─── DATA IN THIS EXERCISE

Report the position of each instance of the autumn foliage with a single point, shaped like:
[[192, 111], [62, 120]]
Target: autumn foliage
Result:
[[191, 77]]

──────

Reproduce the data in full, exactly as presented.

Report the position of each instance of the autumn foliage with a single point, shaped like:
[[192, 111], [62, 120]]
Target: autumn foliage
Result:
[[191, 77]]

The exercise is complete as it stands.